Source records:
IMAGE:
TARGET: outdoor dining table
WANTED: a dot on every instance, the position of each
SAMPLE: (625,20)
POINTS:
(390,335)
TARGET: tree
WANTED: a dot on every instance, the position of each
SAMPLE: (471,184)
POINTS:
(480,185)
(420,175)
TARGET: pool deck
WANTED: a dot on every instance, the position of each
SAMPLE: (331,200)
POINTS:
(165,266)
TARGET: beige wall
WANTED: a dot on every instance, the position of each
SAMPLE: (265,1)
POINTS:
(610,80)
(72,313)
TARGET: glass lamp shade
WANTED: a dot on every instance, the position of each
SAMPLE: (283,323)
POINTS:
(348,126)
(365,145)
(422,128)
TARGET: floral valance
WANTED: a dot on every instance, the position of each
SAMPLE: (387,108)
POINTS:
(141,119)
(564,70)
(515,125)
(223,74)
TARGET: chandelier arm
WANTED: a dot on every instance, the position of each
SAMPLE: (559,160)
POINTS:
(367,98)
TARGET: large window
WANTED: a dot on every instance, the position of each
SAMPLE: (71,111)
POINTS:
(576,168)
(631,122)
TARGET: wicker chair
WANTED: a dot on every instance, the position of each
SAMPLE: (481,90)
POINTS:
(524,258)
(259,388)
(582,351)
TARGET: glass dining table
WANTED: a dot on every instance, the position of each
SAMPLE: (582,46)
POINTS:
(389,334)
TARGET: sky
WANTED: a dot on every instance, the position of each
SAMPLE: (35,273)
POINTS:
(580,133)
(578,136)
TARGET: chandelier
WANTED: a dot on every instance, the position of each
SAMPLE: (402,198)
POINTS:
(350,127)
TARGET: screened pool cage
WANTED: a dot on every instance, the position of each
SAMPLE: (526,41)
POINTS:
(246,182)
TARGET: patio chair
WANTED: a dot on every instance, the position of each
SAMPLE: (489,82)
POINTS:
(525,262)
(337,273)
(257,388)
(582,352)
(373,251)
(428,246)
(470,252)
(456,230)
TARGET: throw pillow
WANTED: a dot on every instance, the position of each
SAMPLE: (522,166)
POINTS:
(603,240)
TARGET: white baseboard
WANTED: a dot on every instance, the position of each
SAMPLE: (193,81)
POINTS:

## [YOUR INSTRUCTIONS]
Copy every line of the records above, keeping each one identical to the original.

## [COMPLETE OUTPUT]
IMAGE:
TARGET: outdoor dining table
WANTED: a dot on every instance, the position of each
SAMPLE: (625,20)
POINTS:
(390,335)
TARGET: tree
WANTED: a dot on every instance, the position of each
SAMPLE: (471,184)
POINTS:
(480,185)
(420,175)
TARGET: pool deck
WANTED: a dot on every instance, the position of each
SAMPLE: (331,200)
POINTS:
(165,266)
TARGET: beige wall
WANTED: a dot on every instance, the position of each
SAMPLE: (265,1)
POINTS:
(610,80)
(72,313)
TARGET: glass lamp shade
WANTED: a dot on every instance, the position of each
SAMPLE: (283,323)
POINTS:
(348,126)
(365,145)
(422,128)
TARGET: floral valance
WANTED: a dot on every instance, the position of each
SAMPLE: (387,108)
POINTS:
(141,119)
(564,70)
(515,125)
(223,74)
TARGET: chandelier arm
WANTED: a dot on every instance, the position of each
SAMPLE: (559,160)
POINTS:
(367,98)
TARGET: large window
WANTED: a dot on every instance, the position of each
SAMPLE: (71,111)
POINTS:
(576,168)
(631,122)
TARGET: wicker chair
WANTED: a dot on every instance, the position of each
SAMPLE: (481,90)
POINTS:
(524,258)
(259,388)
(582,351)
TARGET: glass dining table
WANTED: a dot on every instance, the position of each
SAMPLE: (582,46)
POINTS:
(389,334)
TARGET: sky
WANTED: a dot on every instance, the position of each
SAMPLE: (35,273)
POINTS:
(580,133)
(578,136)
TARGET: chandelier
WANTED: a dot on every instance, the position of each
SAMPLE: (402,198)
POINTS:
(350,127)
TARGET: screened pool cage
WANTED: a dot on every instance, the position of each
SAMPLE: (526,41)
POINTS:
(246,182)
TARGET: patio chair
WANTED: a dot on every instance, the position of each
SAMPLE: (489,82)
POINTS:
(525,262)
(337,273)
(257,388)
(582,352)
(373,251)
(428,246)
(470,252)
(456,230)
TARGET: throw pillow
WANTED: a dot on every instance, the position of each
SAMPLE: (522,166)
POINTS:
(603,240)
TARGET: white baseboard
WANTED: a dot on every instance, the position of each
SAMPLE: (193,81)
POINTS:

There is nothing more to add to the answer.